**VORLIEGENDER AUSZUG**
+ + +

Kleinstadt im Rückspiegel


"Ich hab sie zerrissen, die sonnengebleichten Fotos,
hab sie dem Wind überlassen, ihr könnt sie alle wieder haben,
ich bin hier raus.
Den Mittelfinger hoch in den Himmel,
das Auf-Wiedersehen-Schild kann mir gestohlen bleiben.
Ein letzter Blick in den Rückspiegel,
um zu sehen, wie alles verschwindet."
(Rearview Town / Kelley Lovelace, Bobby Pinson, Neil Thrasher Jr.)

Abergläubisch scheint er nicht zu sein, denn am Freitag, dem 13. April 2018 veröffnete Broken Bow Records das 8. Studio-Album von Jason Aldean. Aber andererseits, warum sollte er es auch sein? Denn das unvorstellbar Schlimmste, das einem Musiker passieren kann, ist ihm bereits im Oktober 2017 zugestoßen, als ein Massenmörder in Las Vegas das Feuer auf eines seiner Konzert eröffnete und dabei 58 Menschen in den Tod riss.

Wie zur Bestätigung stieg das Album "Rearview Town" in der Woche vom 22. April auf Platz 1 der Billboard 200 Album Charts ein und war mit über 180.000 Einheiten das meistverkaufteste Album in den USA. Damit ist es das 4. Jason Aldean Album in Folge, das auf Platz 1 in den Billboard 200 eingestiegen ist. Und die erste Single aus dem Album, das bluesige 'You Make It Easy' kletterte bereits mit 5. Mai 2018 auf Platz 1 der Radio (Billboard Country Airplay) Charts.

+ + +

**GEGEBENE DATEN**
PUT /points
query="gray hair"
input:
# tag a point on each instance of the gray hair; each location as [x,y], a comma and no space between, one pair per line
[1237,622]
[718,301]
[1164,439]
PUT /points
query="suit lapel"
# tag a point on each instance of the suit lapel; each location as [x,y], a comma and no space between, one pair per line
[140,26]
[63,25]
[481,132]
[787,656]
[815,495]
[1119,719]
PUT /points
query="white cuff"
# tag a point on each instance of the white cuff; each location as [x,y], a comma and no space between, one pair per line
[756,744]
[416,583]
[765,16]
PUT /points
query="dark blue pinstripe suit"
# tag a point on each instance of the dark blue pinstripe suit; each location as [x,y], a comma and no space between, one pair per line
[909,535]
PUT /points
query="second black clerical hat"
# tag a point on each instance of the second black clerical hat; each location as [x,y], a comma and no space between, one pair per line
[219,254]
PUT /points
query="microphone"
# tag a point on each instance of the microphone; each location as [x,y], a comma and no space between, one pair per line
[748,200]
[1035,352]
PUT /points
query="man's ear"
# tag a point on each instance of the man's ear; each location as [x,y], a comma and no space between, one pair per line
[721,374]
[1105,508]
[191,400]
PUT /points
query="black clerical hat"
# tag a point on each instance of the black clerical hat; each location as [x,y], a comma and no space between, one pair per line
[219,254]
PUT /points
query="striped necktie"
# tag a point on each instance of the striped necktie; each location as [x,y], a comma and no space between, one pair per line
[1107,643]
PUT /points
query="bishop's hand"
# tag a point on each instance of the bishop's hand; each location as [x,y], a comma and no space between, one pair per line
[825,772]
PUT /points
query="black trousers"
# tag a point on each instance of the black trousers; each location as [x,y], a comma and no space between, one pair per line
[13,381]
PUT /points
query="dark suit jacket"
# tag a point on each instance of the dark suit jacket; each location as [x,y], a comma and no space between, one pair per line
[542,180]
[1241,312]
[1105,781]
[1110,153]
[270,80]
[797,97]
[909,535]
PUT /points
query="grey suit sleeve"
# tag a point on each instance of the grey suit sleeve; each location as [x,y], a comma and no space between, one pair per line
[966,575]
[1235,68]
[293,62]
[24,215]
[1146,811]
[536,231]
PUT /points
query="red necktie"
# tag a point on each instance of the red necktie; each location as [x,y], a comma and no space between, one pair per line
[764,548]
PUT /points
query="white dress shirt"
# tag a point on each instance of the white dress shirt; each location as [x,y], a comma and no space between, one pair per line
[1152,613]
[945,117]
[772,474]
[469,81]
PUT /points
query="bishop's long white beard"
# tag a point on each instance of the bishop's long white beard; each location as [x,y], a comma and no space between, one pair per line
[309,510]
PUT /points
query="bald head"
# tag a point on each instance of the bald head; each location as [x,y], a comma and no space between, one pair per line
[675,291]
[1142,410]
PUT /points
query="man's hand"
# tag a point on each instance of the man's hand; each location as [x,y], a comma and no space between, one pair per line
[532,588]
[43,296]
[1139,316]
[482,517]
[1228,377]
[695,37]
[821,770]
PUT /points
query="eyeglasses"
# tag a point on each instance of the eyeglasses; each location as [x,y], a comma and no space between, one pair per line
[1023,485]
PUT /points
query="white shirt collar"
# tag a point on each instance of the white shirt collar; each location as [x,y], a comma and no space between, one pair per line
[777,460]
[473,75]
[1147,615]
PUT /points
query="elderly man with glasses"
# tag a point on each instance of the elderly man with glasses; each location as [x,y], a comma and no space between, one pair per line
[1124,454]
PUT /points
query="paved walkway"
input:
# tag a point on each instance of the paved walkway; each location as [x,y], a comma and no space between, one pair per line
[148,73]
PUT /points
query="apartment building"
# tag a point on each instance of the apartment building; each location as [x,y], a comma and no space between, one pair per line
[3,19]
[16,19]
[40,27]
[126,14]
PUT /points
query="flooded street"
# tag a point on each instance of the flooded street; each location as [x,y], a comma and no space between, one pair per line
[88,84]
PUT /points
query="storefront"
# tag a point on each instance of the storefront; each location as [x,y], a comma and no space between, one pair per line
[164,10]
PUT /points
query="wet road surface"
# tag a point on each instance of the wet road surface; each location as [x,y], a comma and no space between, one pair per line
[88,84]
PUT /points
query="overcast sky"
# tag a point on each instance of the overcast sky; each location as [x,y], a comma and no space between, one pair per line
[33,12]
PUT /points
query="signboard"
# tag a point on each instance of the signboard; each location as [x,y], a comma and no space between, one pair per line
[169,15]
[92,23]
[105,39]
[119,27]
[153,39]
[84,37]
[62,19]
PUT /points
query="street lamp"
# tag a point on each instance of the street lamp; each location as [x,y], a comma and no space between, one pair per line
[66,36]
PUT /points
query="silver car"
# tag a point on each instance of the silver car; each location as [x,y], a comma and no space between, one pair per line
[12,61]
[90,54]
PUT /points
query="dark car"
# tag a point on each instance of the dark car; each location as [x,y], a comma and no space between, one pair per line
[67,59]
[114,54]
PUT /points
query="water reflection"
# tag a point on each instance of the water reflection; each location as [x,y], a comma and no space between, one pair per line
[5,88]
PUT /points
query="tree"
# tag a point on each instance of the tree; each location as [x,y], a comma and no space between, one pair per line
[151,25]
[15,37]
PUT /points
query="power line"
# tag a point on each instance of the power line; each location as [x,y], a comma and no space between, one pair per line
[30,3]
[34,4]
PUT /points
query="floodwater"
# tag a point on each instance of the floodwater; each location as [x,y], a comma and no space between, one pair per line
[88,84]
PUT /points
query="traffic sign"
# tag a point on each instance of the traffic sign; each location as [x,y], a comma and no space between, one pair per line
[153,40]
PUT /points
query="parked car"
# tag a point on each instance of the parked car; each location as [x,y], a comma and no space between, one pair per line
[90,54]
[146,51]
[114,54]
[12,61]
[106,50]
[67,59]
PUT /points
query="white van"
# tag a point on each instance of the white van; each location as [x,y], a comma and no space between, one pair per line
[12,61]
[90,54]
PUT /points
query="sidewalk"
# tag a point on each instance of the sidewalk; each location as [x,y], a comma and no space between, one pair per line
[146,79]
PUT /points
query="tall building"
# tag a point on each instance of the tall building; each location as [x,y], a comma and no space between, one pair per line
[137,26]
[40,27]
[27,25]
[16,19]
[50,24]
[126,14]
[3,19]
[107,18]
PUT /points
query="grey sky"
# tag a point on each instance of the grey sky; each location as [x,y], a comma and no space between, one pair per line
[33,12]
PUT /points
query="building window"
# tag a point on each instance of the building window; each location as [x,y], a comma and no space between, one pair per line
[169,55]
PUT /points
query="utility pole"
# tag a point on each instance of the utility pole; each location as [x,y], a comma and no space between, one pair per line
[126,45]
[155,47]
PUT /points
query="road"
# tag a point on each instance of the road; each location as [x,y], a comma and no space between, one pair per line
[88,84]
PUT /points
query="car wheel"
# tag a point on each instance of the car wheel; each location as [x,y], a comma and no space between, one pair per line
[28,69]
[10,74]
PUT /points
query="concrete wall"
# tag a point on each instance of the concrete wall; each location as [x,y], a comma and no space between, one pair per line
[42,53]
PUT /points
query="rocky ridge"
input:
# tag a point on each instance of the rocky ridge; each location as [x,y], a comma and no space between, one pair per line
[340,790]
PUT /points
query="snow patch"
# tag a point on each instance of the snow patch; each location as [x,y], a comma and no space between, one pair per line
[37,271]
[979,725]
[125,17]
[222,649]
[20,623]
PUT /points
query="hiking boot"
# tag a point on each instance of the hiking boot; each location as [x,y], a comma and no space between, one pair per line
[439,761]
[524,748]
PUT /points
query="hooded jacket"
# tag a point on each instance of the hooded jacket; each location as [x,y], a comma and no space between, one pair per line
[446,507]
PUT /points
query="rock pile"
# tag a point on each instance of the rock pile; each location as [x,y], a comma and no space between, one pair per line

+ + +

**AUFGABEN**
**a)** Kopiere aus dem Text über das Album „Rearview Town“ wortgetreu die Stelle, die bei „Wie zur Bestätigung“ beginnt und mit „Country Airplay) Charts.“ endet.
**b)** Beantworte zum Text über das Album „Rearview Town“ diese Fragen:
(i) Welches Label veröffentlichte das Album?
(ii) Wie viele Menschen kamen laut Text beim Angriff in Las Vegas ums Leben?
(iii) Welche Single aus dem Album erreichte Platz 1 der Radio-Charts?
**c)** Führe den Text über das Album „Rearview Town“ nach seinem letzten Satz weiter.

**LÖSUNGEN**
**a)**
Wie zur Bestätigung stieg das Album "Rearview Town" in der Woche vom 22. April auf Platz 1 der Billboard 200 Album Charts ein und war mit über 180.000 Einheiten das meistverkaufteste Album in den USA. Damit ist es das 4. Jason Aldean Album in Folge, das auf Platz 1 in den Billboard 200 eingestiegen ist. Und die erste Single aus dem Album, das bluesige 'You Make It Easy' kletterte bereits mit 5. Mai 2018 auf Platz 1 der Radio (Billboard Country Airplay) Charts.

**b)**
(i) Broken Bow Records
(ii) 58
(iii) 'You Make It Easy'

**c)**
"Der Grund, warum ich das Album "Rearview Town" genannt habe, ist wahrscheinlich, weil es eine Metapher für mich darstellt. Meine Karriere und mein privates Leben waren die letzten Jahre ein wenig wie eine Achterbahn. Deshalb steht das Lied dafür, Dinge, die einen belastet haben, hinter sich zu lassen und den Blick auf das Kommende zu richten. Deshalb erschien es mir als der passende Titel", sagt Jason Aldean zu iHeartRadio.

15 Lieder hat er für das Album zusammengestellt, das zum großen Teil zum Zeitpunkt der schrecklichen Ereignisse in Las Vegas bereits fertig gestellt war. Das mag ein Grund gewesen sein, warum das Album so gar keine Referenz auf die traumatischen Ereignisse beinhaltet. Wie schwierig es für ihn war, mit der Situation umzugehen, deutete er jedoch gegenüber Rolling Stone Country an: "Ich habe mich sehr schuldig gefühlt, weil diese Menschen bei meinem Konzert erschossen wurden. Damit hatte ich sehr zu kämpfen."

Als zur gleichen Zeit auch Tom Petty verstarb, veröffentlichte Jason Aldean eine Cover-Version des Tom Petty Klassikers 'I Won't Back Down'. Damit gedachte er nicht nur einem seiner Vorbilder, sondern auch den Opfern von Las Vegas. Und das mit einem trotzigen Unterton, sich nicht unterkriegen zu lassen und wieder nach vorne zu schauen. Und das tut er auch mit dem neuen Album "Rearview Town".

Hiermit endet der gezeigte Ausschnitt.